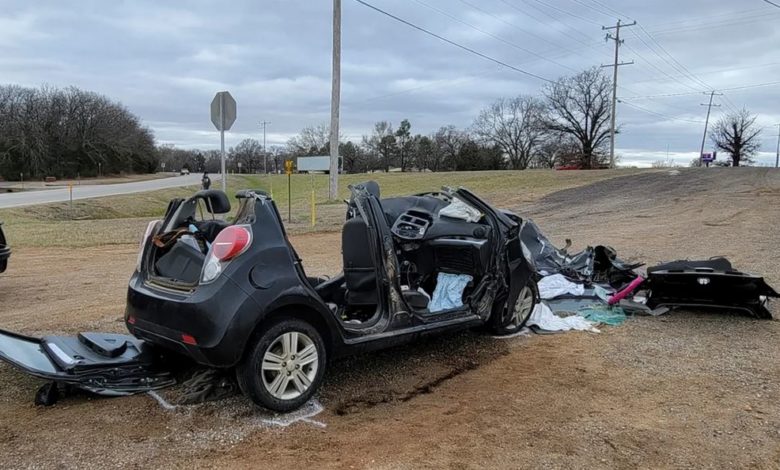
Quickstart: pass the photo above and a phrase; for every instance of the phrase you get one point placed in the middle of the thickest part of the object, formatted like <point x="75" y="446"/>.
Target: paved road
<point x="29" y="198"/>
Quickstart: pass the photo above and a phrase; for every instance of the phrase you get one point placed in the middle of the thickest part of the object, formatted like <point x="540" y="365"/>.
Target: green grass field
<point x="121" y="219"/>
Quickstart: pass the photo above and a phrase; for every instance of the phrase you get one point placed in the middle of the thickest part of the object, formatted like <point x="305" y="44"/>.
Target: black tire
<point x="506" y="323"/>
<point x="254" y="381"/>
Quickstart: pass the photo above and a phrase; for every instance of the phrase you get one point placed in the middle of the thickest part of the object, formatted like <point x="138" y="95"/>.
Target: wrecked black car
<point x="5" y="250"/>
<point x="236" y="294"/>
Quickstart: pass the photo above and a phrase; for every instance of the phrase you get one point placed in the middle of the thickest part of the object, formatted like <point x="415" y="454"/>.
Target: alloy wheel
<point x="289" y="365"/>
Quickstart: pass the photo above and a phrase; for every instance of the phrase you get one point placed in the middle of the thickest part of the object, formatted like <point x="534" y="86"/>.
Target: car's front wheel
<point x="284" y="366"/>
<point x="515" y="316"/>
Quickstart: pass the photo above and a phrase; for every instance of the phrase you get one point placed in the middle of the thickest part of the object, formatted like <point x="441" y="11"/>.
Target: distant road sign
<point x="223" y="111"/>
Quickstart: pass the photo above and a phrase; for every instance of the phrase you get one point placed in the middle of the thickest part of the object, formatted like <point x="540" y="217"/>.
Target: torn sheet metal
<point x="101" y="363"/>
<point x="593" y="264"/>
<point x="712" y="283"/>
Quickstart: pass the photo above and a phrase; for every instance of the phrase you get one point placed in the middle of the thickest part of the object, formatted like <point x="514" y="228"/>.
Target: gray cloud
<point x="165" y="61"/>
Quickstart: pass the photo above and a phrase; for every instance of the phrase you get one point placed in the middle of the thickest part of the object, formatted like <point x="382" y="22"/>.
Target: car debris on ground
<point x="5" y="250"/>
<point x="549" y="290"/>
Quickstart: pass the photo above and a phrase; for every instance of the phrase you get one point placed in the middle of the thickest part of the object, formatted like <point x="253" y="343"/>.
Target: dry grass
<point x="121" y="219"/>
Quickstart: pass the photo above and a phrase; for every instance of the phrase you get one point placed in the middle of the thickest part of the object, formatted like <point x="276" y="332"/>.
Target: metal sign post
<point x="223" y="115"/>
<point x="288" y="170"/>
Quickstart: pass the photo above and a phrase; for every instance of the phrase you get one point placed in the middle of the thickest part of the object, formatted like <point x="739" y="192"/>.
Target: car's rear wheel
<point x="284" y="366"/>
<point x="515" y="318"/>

****************************************

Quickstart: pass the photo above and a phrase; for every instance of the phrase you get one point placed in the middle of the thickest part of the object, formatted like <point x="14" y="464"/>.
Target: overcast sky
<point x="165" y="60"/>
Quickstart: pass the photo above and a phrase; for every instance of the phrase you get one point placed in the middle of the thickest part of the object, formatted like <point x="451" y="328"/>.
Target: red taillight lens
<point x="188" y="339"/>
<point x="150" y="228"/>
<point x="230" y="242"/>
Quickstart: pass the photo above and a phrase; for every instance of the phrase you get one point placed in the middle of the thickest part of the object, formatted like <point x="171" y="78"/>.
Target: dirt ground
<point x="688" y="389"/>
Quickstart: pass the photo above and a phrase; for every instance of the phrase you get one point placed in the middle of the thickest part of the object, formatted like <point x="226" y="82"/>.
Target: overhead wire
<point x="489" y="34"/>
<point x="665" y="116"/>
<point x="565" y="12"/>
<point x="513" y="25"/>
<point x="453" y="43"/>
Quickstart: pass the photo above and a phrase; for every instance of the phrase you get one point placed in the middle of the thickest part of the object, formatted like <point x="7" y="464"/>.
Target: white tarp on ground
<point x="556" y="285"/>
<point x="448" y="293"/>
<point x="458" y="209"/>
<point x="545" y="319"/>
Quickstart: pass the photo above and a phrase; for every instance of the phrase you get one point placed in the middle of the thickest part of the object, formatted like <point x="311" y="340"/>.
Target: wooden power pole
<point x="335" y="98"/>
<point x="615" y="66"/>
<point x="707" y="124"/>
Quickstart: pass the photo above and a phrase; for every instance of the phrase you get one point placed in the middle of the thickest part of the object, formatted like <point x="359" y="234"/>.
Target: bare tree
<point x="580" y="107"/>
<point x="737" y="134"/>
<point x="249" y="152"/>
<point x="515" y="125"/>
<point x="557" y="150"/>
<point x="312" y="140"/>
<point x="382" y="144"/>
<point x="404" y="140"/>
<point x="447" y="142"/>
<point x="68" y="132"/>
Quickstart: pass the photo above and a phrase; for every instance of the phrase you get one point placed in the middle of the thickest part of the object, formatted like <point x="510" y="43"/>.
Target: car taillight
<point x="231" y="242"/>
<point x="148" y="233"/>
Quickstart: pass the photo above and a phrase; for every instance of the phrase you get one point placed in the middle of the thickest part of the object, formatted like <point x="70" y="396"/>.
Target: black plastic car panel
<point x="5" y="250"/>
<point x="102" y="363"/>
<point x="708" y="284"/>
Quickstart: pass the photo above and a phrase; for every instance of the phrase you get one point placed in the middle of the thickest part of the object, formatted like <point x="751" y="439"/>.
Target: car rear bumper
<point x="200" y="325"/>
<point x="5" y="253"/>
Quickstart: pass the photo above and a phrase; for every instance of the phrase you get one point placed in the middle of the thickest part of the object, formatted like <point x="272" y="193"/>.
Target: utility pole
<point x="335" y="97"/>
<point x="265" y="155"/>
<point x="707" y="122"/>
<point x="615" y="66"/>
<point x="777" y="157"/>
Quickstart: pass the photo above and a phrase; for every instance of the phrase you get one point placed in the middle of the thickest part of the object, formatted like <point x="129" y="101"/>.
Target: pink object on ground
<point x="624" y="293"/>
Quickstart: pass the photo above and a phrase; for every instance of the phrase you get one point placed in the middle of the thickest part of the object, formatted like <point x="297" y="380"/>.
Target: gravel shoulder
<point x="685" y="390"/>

****************************************

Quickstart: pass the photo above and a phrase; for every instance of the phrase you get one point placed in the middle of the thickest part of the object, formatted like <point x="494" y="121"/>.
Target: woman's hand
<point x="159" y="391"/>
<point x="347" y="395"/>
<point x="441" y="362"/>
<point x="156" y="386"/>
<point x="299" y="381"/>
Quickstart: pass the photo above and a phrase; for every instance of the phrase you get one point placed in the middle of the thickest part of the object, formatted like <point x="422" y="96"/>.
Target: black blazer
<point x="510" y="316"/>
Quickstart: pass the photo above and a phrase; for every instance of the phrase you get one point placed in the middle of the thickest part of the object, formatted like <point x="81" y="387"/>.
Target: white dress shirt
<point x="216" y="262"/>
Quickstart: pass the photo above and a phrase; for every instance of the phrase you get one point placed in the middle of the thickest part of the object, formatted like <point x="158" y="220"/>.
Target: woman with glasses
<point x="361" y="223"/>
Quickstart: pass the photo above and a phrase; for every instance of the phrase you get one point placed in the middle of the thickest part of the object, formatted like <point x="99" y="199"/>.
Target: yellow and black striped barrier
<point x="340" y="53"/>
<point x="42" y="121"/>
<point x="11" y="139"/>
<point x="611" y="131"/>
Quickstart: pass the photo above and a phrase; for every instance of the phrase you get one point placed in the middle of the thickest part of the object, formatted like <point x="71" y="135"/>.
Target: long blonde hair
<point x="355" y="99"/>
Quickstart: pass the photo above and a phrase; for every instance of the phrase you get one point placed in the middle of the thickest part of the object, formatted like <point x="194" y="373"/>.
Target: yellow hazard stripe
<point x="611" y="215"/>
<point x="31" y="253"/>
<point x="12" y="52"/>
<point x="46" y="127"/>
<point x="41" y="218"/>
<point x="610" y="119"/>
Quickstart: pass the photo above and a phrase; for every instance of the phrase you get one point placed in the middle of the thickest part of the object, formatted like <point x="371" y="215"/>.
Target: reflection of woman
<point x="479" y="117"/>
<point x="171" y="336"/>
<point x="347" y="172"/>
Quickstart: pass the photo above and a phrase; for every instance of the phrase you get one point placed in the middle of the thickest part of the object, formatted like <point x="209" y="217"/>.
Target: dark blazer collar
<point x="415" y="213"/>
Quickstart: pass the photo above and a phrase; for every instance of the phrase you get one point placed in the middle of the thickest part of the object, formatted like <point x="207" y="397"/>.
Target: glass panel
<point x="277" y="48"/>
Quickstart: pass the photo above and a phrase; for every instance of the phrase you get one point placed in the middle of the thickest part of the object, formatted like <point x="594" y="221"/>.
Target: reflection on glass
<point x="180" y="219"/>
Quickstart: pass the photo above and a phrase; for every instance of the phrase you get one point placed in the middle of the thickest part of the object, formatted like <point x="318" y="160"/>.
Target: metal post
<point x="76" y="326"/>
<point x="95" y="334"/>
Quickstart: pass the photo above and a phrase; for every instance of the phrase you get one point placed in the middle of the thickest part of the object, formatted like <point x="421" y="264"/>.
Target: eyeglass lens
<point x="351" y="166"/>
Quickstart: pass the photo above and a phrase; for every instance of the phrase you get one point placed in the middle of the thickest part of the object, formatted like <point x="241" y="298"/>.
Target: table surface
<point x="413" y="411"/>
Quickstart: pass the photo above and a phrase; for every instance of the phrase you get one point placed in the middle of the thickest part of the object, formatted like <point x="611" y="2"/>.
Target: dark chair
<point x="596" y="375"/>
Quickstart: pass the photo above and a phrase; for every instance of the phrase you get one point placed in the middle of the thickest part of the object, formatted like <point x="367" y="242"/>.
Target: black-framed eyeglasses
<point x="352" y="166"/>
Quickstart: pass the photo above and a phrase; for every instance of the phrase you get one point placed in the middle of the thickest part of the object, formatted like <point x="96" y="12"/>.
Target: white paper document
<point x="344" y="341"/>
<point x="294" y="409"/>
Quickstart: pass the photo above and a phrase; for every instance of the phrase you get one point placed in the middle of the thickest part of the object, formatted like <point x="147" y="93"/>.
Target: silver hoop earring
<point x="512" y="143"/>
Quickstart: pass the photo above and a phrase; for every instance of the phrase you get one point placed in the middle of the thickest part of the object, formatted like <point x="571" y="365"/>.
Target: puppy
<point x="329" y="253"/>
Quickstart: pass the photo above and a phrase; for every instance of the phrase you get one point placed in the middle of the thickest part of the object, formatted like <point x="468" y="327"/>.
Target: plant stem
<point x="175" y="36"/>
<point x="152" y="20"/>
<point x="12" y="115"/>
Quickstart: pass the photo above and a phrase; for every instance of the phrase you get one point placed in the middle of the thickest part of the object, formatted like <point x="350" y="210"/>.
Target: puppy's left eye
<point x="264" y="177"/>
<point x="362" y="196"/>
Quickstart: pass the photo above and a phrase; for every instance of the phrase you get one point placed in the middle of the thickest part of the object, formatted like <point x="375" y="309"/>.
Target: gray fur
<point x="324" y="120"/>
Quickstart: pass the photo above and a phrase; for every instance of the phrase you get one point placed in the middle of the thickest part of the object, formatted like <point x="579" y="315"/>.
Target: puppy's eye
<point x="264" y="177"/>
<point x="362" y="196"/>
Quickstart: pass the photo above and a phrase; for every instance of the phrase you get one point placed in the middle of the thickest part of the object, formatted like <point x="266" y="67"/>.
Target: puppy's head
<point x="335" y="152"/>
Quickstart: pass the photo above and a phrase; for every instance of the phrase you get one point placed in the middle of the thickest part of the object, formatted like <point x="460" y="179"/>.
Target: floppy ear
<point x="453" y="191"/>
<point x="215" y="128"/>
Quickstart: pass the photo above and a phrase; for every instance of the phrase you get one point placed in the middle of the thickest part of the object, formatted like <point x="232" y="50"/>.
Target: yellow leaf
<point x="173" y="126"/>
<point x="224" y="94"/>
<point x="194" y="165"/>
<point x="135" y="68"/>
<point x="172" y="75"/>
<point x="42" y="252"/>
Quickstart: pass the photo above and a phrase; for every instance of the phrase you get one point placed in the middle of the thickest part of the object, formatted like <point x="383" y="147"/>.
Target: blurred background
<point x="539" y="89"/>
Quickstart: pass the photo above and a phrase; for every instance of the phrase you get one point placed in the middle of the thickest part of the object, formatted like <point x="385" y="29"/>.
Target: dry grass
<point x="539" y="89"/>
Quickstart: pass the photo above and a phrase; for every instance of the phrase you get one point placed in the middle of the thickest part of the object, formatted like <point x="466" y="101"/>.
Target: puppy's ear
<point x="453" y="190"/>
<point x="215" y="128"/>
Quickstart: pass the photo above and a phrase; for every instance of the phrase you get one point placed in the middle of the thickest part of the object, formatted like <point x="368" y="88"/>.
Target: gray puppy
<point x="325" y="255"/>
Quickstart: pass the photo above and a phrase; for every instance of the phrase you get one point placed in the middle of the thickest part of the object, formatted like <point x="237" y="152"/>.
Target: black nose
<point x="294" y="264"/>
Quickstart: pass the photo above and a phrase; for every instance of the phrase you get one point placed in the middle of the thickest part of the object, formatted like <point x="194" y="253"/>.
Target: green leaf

****************************************

*Task goal*
Pull out each line of the data above that contains the word "metal".

*Solution*
Target: torn sheet metal
Target: metal sign post
Target: metal post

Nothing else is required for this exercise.